> **What to produce**
Could you output, word for word, the lines of the material that start with the line containing "Target: snow on mountain slope" and go on through the line containing "297), (258, 304)]]", including both of those lines?

[Annotation dataset entries]
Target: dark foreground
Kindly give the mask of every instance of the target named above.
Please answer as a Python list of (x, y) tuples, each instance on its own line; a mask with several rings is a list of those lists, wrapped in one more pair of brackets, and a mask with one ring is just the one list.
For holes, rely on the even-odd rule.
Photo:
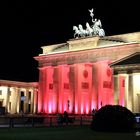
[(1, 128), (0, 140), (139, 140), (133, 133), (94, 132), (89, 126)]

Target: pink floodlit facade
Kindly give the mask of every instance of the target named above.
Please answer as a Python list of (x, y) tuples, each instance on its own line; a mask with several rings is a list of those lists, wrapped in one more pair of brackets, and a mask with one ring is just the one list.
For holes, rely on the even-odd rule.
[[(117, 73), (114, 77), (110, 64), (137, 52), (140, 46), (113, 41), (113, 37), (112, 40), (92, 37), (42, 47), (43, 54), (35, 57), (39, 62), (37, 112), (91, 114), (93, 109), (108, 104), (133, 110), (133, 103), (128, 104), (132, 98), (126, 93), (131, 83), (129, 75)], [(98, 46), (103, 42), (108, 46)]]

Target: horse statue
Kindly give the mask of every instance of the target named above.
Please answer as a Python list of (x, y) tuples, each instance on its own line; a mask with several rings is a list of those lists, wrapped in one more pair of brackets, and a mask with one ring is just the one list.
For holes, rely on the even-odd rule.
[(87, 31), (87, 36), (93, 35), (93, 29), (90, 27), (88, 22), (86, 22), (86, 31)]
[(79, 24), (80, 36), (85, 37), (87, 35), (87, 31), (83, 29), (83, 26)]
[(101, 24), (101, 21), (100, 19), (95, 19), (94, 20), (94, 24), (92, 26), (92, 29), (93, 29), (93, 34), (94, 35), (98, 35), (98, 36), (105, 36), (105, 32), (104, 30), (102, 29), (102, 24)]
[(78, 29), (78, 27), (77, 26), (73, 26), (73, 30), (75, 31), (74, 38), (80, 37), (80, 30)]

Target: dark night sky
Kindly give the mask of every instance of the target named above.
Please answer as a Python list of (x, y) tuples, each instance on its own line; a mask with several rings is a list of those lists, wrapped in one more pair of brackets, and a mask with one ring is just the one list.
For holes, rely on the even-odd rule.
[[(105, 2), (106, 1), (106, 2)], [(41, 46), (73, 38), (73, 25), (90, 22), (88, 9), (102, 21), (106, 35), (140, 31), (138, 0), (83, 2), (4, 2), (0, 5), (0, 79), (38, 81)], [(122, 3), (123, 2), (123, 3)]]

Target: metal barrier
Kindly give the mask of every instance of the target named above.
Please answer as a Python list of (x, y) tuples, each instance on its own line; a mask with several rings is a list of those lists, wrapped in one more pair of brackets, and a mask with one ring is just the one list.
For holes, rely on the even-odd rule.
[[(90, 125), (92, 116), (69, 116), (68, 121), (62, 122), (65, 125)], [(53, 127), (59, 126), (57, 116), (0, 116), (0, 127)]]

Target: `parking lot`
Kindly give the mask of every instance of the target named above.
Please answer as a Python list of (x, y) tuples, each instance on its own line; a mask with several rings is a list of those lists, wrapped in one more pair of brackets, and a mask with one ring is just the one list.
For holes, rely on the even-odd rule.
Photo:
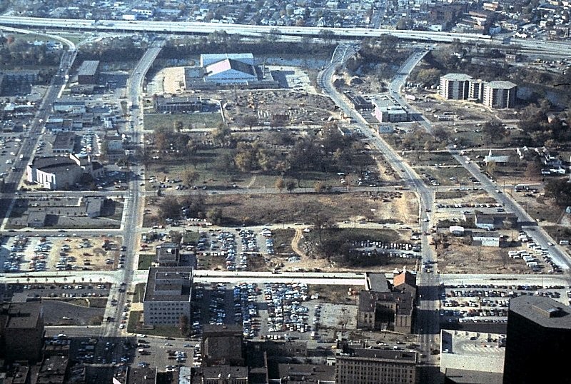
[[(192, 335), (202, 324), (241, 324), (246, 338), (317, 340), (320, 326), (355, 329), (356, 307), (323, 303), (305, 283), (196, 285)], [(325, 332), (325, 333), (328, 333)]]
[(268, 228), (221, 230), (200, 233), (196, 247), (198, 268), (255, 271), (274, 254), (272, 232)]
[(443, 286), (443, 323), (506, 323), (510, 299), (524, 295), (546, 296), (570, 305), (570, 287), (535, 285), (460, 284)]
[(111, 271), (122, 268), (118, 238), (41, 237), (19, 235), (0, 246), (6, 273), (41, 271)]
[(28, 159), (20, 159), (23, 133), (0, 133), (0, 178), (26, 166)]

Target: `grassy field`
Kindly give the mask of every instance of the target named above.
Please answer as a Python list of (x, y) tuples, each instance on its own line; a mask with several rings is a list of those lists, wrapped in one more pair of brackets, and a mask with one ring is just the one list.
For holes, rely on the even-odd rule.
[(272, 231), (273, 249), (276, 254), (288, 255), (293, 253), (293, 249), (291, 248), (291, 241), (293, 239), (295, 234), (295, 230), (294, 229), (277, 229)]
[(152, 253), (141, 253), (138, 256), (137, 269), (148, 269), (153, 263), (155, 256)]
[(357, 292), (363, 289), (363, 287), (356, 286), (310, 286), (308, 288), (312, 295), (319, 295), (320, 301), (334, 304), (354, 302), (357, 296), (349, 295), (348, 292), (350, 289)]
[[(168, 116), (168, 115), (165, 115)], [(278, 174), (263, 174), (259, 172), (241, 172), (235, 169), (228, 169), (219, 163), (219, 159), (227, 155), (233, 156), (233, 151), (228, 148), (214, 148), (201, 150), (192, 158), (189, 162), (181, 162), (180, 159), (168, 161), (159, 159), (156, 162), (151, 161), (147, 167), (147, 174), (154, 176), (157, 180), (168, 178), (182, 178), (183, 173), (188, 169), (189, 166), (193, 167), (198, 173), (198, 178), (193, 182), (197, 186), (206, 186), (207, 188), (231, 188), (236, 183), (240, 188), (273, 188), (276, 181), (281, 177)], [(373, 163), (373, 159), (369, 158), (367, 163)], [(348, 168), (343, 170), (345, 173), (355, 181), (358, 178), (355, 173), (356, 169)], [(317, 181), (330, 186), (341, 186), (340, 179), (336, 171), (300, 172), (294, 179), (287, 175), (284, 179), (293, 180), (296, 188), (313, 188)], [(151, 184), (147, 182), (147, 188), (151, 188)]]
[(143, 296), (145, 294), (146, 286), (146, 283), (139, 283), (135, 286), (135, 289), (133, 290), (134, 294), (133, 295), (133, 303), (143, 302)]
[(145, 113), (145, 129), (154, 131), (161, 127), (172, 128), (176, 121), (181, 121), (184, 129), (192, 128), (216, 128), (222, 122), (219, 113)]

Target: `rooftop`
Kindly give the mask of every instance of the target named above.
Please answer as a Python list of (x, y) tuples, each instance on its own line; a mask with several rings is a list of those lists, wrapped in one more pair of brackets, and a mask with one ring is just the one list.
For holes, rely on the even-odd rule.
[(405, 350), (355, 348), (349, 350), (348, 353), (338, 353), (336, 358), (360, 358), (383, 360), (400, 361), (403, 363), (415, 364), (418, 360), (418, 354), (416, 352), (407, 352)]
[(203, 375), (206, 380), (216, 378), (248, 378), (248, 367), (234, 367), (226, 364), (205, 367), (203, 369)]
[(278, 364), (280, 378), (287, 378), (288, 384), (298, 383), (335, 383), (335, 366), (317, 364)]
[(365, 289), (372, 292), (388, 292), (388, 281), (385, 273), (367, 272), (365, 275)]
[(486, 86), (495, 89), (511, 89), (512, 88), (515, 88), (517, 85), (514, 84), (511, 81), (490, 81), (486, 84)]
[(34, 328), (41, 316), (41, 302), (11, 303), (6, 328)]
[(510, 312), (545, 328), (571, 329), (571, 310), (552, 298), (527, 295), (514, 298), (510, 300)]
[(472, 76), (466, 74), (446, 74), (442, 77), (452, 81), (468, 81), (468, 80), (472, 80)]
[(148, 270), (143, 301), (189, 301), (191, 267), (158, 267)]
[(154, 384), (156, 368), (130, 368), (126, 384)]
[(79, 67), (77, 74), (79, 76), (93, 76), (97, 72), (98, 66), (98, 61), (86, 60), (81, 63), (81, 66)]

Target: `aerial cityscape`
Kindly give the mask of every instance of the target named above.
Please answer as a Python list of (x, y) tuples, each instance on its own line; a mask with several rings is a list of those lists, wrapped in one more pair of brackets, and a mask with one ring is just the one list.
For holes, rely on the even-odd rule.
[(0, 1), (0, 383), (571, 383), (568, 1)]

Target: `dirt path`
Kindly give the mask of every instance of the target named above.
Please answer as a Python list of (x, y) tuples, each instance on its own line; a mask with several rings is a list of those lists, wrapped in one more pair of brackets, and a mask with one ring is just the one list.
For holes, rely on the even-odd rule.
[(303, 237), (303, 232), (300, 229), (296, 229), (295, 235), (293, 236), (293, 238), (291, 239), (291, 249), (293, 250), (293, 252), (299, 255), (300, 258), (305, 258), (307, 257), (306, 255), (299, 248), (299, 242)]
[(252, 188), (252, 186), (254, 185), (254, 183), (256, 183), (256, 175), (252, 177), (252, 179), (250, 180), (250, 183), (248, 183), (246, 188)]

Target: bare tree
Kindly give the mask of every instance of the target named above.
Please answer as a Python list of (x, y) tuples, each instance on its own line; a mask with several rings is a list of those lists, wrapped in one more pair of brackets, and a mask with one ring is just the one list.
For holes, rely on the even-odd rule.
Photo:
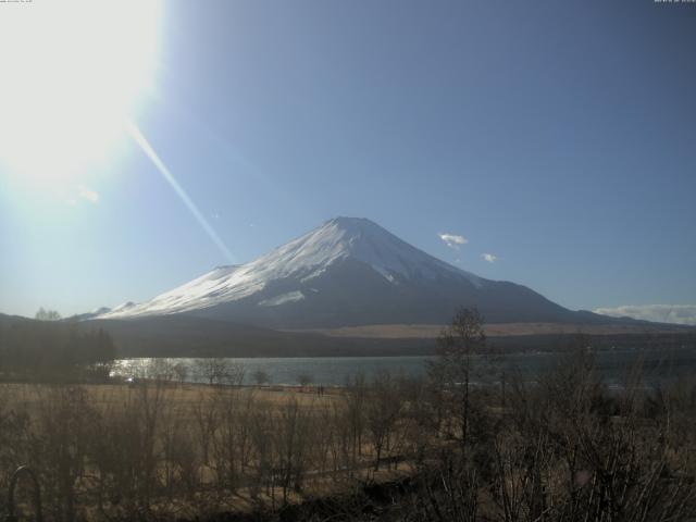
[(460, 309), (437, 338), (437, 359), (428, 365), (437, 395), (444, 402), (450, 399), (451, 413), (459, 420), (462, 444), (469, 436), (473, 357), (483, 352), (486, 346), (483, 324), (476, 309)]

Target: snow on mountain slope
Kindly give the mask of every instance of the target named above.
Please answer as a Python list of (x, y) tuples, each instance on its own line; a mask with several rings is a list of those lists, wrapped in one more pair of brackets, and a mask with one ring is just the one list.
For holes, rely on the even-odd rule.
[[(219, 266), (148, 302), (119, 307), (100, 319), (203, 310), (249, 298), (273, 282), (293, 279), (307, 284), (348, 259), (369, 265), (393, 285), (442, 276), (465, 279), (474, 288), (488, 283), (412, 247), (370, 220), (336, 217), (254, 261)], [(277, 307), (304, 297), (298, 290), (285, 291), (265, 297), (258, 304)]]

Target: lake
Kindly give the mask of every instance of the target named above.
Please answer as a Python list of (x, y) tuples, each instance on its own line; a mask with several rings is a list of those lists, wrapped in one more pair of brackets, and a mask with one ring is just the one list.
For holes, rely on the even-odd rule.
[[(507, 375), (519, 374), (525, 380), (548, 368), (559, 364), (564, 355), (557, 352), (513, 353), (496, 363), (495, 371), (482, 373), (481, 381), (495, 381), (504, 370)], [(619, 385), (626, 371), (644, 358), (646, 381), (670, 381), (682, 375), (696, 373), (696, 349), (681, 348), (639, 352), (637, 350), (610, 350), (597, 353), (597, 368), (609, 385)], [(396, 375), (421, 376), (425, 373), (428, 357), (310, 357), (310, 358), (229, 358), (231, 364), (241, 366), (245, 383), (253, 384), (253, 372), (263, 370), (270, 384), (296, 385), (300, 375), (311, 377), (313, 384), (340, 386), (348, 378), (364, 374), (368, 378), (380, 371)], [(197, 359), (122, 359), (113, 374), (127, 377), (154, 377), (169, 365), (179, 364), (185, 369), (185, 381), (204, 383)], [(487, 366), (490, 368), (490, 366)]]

* * *

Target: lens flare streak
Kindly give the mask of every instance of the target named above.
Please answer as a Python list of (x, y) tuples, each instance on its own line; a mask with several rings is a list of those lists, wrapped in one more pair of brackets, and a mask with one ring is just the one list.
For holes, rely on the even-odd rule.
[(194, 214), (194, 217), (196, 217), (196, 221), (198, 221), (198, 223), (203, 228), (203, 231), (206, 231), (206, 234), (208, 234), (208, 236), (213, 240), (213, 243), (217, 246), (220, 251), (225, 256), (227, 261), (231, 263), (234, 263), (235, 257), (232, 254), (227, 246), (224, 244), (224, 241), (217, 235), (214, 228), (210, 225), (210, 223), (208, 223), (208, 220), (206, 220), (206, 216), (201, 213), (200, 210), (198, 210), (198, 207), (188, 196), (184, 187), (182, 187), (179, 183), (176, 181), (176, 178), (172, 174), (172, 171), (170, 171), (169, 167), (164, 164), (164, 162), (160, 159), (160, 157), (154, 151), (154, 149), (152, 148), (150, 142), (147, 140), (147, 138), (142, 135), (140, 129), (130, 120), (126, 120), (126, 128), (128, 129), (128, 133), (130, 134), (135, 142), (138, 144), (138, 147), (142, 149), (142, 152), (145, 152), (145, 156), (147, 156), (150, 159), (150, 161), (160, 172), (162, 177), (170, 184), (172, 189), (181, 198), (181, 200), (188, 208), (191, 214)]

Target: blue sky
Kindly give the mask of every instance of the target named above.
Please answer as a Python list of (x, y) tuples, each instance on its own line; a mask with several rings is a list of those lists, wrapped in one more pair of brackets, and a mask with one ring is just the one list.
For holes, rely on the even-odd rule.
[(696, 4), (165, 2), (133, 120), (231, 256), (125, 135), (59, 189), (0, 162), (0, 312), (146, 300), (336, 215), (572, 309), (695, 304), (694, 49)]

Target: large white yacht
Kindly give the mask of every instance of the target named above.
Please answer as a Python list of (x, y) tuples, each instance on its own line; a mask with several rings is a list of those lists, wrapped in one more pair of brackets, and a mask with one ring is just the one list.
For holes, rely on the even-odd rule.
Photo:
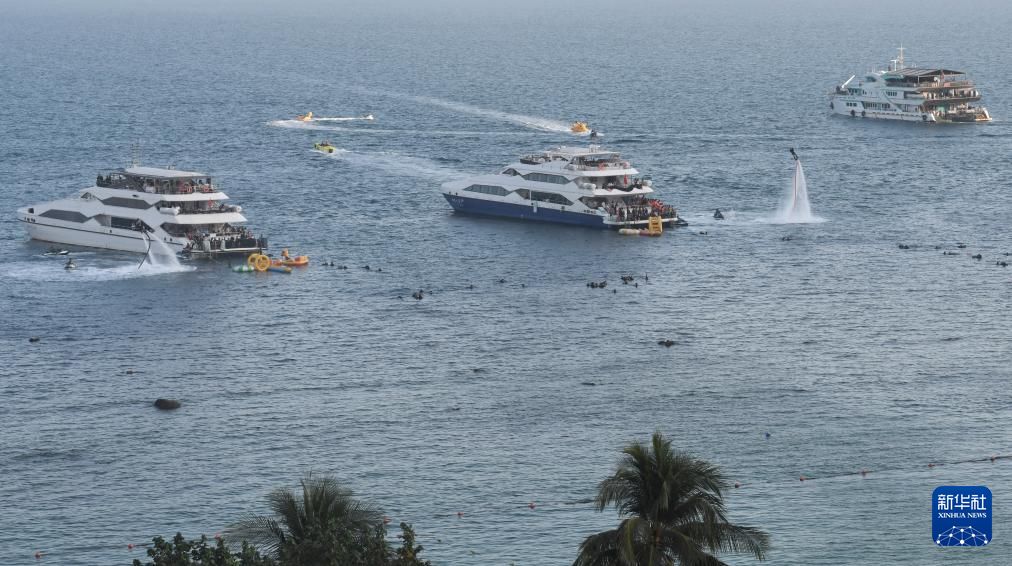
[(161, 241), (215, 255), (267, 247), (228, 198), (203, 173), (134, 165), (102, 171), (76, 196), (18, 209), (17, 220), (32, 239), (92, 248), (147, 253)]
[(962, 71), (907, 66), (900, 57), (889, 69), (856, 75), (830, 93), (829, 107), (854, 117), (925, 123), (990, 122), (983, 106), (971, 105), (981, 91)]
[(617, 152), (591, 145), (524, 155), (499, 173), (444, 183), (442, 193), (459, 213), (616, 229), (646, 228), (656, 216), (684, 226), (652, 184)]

> **The response**
Target: snow on mountain slope
Kindly give the mask of every instance of the target named above.
Please answer as a Python list of (x, y) tuples, each instance on its own line; a mask with several rings is a list of those lists, wrapped in one more pair of brackets, and a mask with one ring is just the one list.
For holes, rely on the even-odd rule.
[[(219, 266), (148, 302), (119, 307), (100, 319), (203, 310), (249, 298), (273, 282), (293, 279), (307, 284), (348, 259), (369, 265), (393, 285), (442, 276), (465, 279), (474, 288), (488, 283), (412, 247), (370, 220), (336, 217), (254, 261)], [(277, 307), (304, 297), (298, 290), (285, 291), (265, 297), (258, 304)]]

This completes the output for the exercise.